WHAT THE EXERCISE ASKS → Which lines in the entries below contain the word "phone"? Copy out each such line, treating uppercase and lowercase as different.

====== DATA EXTRACT ======

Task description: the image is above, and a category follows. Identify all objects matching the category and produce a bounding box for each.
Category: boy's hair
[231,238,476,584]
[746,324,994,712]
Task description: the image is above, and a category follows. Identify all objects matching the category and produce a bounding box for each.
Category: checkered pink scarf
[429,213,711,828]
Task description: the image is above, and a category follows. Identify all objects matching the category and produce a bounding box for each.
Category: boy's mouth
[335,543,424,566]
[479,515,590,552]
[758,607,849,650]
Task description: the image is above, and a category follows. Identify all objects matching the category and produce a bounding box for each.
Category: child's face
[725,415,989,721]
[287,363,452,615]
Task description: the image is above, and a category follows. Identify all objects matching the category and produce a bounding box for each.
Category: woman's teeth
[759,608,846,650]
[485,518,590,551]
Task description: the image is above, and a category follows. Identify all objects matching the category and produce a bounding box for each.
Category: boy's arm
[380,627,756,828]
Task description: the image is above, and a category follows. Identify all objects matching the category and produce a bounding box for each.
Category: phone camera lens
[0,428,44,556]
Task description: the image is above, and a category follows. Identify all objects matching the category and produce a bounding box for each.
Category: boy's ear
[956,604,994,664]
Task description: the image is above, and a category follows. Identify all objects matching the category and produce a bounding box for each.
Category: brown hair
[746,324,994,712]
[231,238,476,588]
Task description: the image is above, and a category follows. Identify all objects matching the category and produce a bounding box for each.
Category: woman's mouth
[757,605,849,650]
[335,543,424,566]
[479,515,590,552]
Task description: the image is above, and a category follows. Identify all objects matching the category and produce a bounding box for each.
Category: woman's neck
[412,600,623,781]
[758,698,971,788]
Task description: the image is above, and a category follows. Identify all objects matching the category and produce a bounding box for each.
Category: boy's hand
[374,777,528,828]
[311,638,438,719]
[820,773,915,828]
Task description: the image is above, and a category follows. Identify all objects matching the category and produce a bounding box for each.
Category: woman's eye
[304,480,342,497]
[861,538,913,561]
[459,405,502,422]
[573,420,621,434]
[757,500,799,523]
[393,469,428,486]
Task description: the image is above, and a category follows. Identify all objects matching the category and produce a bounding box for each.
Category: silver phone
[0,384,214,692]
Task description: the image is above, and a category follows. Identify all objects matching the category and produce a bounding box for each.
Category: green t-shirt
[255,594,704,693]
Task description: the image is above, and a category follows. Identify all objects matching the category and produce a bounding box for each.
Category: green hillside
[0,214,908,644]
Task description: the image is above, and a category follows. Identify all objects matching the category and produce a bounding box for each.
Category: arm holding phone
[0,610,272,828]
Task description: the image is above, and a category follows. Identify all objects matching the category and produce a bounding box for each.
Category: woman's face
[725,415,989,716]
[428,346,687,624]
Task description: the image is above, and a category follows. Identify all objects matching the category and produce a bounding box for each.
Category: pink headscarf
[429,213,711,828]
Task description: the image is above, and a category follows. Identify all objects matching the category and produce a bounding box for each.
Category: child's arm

======

RESPONSE TO THIS TASK →
Category: phone camera lens
Category: silver phone
Category: arm holding phone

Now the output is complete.